▶ **REQUISITOS DEL EJERCICIO**
**1.** Contesta estas preguntas sobre el texto acerca de subrayar libros:
(a) ¿Qué práctica se describe como cada vez menos frecuente en el mundo contemporáneo?
(b) ¿Qué objeto hace falta tener a mano para poder leer?
(c) ¿Con qué se compara el lápiz en la última oración?
**2.** Transcribe palabra por palabra el fragmento del texto acerca de subrayar libros desde "El título que" hasta "me la juego.", con ambos extremos incluidos.

▶ **TEXTO DE PARTIDA**
El título que encabeza este apunte es, más que un jueguito de palabras, un énfasis.
¿De qué? De una práctica cada vez menos frecuente en el mundo contemporáneo: la de subrayar libros.
En efecto, subrayo aquí que siempre subrayo los libros que voy leyendo, y a tanto ha llegado esta obsesión que sin un lápiz a la mano me resulta imposible —sí, imposible— leer.
Casi una superstición, es verdad, pero mientras me acerco a una página se prende el foco ámbar: ¿y si hay algo, una frase, una palabra, una errata, una fecha que merezca ser subrayada y no hay lápiz? No me la juego.
El lápiz es como la llave para poner en marcha el acto de leer, y sin tal llave no hay lectura.

▶ **Datos recopilados**
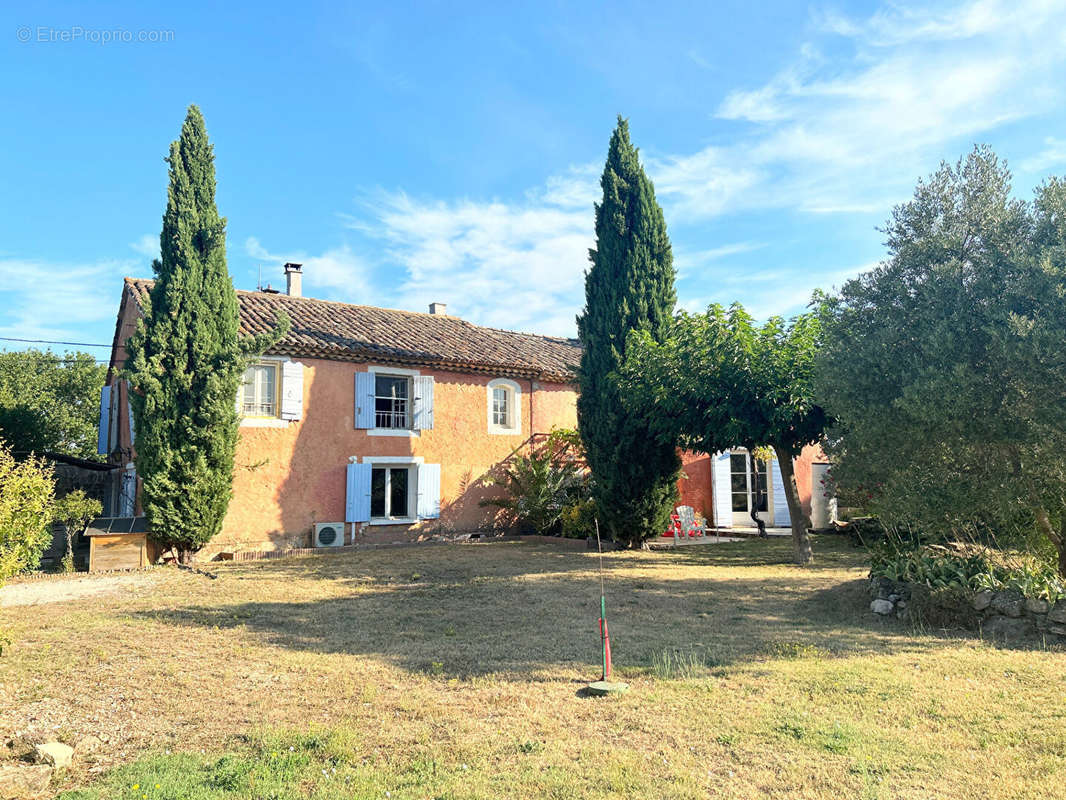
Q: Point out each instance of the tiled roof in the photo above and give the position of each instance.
(343, 332)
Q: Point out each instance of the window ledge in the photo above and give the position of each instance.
(263, 422)
(503, 431)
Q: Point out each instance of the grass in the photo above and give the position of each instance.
(457, 672)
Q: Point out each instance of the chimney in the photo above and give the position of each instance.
(293, 280)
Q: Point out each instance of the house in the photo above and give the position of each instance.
(382, 425)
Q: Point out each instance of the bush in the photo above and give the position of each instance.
(969, 569)
(76, 511)
(27, 498)
(542, 485)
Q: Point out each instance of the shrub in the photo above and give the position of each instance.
(27, 497)
(76, 511)
(539, 486)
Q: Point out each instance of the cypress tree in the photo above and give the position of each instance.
(187, 357)
(629, 286)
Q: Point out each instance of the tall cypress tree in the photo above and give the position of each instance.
(629, 286)
(187, 357)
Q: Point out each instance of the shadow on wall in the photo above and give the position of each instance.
(422, 612)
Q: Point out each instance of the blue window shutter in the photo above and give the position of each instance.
(723, 496)
(364, 400)
(781, 517)
(423, 403)
(357, 496)
(103, 437)
(292, 389)
(429, 491)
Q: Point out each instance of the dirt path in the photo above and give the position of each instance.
(39, 592)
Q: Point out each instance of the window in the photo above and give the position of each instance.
(501, 406)
(391, 401)
(259, 390)
(390, 493)
(504, 411)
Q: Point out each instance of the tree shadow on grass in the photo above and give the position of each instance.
(445, 613)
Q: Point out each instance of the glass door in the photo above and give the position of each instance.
(742, 490)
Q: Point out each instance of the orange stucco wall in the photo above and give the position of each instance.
(289, 478)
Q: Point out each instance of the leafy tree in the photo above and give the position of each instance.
(630, 286)
(27, 496)
(187, 357)
(542, 485)
(945, 364)
(76, 510)
(50, 402)
(717, 381)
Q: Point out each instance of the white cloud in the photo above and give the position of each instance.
(852, 133)
(1052, 155)
(337, 270)
(46, 300)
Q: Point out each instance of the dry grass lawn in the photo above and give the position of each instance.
(455, 671)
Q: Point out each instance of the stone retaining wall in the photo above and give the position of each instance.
(1003, 613)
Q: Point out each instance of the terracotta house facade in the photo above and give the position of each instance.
(366, 425)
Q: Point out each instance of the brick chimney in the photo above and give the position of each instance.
(293, 280)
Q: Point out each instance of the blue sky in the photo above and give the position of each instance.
(409, 153)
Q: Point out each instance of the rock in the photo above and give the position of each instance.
(983, 600)
(1008, 604)
(87, 744)
(1006, 628)
(54, 753)
(23, 780)
(1035, 606)
(881, 607)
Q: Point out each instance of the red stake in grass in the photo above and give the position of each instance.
(604, 685)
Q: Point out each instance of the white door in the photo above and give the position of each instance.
(742, 490)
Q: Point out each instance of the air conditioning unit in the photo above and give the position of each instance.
(328, 534)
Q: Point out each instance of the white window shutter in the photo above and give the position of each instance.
(723, 494)
(129, 414)
(423, 403)
(292, 389)
(429, 491)
(105, 435)
(357, 496)
(364, 400)
(781, 516)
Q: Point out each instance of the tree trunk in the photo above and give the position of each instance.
(800, 521)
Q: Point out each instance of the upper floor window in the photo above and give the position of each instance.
(391, 401)
(504, 409)
(259, 390)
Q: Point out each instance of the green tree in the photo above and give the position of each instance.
(50, 402)
(945, 364)
(27, 497)
(629, 287)
(717, 381)
(187, 357)
(75, 511)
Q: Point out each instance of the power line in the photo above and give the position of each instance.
(49, 341)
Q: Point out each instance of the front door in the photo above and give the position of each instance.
(742, 488)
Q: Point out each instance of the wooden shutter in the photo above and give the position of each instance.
(781, 517)
(357, 496)
(429, 491)
(364, 400)
(423, 403)
(723, 494)
(105, 434)
(292, 389)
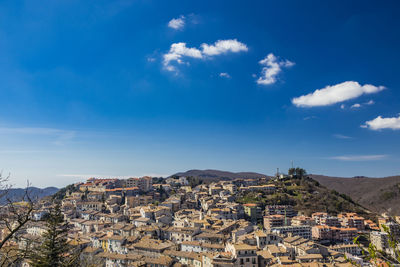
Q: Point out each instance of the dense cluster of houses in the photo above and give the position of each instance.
(126, 222)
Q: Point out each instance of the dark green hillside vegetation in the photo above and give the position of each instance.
(306, 195)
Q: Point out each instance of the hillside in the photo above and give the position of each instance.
(307, 196)
(16, 194)
(213, 175)
(376, 194)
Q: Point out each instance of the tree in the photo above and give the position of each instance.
(54, 250)
(15, 214)
(381, 258)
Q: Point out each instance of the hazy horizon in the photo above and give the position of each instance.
(133, 88)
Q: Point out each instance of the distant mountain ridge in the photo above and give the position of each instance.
(376, 194)
(220, 175)
(16, 194)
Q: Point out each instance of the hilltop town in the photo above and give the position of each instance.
(181, 221)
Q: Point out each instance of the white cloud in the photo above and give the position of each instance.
(179, 50)
(60, 136)
(272, 67)
(360, 157)
(223, 46)
(333, 94)
(380, 123)
(224, 75)
(309, 118)
(341, 136)
(177, 24)
(176, 52)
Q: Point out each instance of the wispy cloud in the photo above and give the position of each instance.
(224, 75)
(103, 176)
(309, 118)
(177, 23)
(341, 136)
(60, 136)
(178, 51)
(380, 123)
(333, 94)
(272, 66)
(359, 157)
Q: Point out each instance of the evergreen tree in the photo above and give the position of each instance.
(54, 250)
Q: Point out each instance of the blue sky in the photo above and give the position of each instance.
(130, 88)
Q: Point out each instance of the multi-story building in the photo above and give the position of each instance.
(286, 210)
(144, 183)
(272, 221)
(303, 231)
(253, 213)
(245, 255)
(379, 240)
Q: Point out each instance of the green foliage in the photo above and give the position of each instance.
(387, 195)
(305, 194)
(377, 257)
(54, 250)
(194, 181)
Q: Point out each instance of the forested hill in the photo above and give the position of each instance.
(377, 194)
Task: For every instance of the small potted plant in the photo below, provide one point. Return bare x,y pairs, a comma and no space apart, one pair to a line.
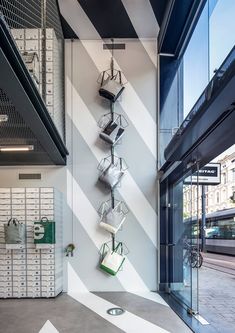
69,250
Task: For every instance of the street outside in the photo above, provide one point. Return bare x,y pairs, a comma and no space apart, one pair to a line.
217,292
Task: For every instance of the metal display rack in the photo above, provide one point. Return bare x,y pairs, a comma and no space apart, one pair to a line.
112,158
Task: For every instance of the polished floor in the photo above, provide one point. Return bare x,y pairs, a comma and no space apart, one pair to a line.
86,312
217,292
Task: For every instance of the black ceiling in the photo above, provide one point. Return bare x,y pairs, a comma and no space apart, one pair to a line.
28,119
110,18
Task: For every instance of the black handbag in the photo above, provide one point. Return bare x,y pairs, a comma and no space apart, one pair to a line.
111,86
113,131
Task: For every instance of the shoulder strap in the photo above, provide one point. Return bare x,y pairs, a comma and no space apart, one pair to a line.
119,246
102,78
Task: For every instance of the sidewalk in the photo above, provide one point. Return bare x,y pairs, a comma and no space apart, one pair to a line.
217,292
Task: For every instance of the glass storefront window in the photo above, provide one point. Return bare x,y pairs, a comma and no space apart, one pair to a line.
196,63
211,42
221,28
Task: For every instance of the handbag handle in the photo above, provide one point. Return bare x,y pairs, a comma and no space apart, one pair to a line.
102,78
116,207
103,249
120,77
13,220
119,245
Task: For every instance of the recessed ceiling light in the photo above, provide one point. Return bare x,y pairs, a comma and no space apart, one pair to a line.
16,148
3,118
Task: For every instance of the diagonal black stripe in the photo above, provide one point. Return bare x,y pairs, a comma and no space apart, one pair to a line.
109,18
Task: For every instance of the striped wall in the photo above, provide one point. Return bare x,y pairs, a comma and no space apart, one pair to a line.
84,59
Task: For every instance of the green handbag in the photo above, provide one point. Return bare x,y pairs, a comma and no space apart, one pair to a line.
112,260
44,231
15,232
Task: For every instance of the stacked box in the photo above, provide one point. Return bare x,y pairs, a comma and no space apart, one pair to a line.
30,40
31,270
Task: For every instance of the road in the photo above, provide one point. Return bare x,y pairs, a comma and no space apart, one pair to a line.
217,292
219,262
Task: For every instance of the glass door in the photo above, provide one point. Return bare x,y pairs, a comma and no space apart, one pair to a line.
184,237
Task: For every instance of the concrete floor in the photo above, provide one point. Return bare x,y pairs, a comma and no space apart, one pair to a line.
70,316
217,294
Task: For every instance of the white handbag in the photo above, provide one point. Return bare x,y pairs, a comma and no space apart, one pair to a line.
113,260
111,87
112,132
113,219
111,176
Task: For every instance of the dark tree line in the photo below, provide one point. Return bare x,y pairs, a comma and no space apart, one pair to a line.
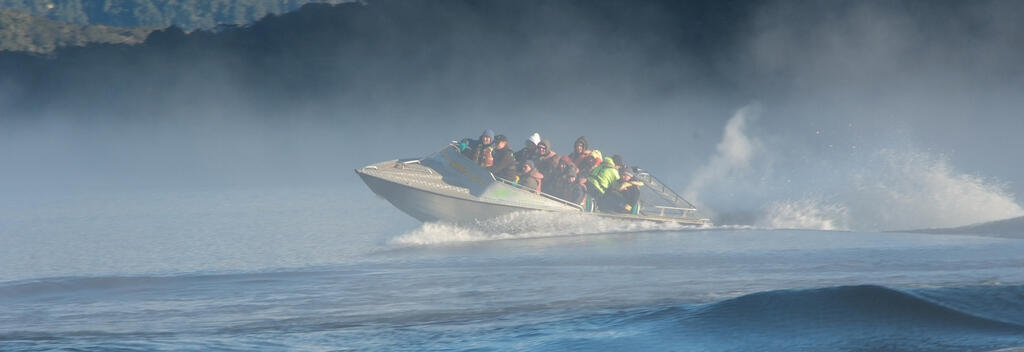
407,53
161,13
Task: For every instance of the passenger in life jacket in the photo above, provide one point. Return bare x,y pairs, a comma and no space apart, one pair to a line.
504,165
561,174
580,150
547,160
578,192
603,176
529,177
529,150
479,150
627,193
620,163
590,163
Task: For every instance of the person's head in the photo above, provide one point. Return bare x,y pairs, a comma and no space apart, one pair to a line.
501,141
564,162
526,166
580,144
532,141
589,161
486,136
544,147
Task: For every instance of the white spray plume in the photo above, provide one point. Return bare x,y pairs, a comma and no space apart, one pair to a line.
805,214
921,190
732,158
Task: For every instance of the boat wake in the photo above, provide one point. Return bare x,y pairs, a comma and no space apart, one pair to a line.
535,225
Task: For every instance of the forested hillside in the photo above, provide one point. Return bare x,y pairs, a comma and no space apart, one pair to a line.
23,32
187,14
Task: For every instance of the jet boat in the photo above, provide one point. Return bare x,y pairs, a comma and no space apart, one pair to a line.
448,186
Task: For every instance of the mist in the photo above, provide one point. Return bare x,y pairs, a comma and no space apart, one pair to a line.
835,116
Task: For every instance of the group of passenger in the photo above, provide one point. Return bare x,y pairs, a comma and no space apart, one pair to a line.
584,177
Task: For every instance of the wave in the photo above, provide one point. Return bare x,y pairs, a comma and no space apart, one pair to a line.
1013,227
854,317
531,225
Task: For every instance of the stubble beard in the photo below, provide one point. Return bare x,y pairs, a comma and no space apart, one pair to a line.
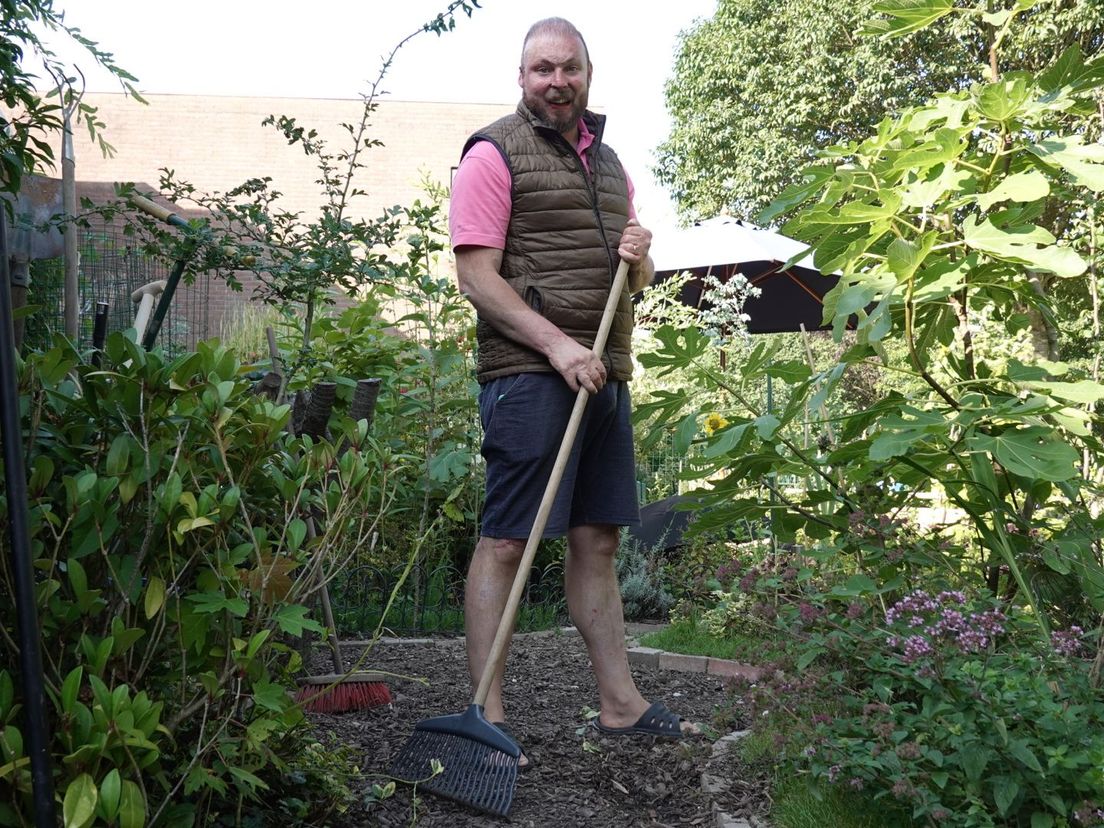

▶ **RESPUESTAS EN ORDEN**
**1.**
(a) La de subrayar libros.
(b) Un lápiz.
(c) Con una llave para poner en marcha el acto de leer.

**2.**
El título que encabeza este apunte es, más que un jueguito de palabras, un énfasis.
¿De qué? De una práctica cada vez menos frecuente en el mundo contemporáneo: la de subrayar libros.
En efecto, subrayo aquí que siempre subrayo los libros que voy leyendo, y a tanto ha llegado esta obsesión que sin un lápiz a la mano me resulta imposible —sí, imposible— leer.
Casi una superstición, es verdad, pero mientras me acerco a una página se prende el foco ámbar: ¿y si hay algo, una frase, una palabra, una errata, una fecha que merezca ser subrayada y no hay lápiz? No me la juego.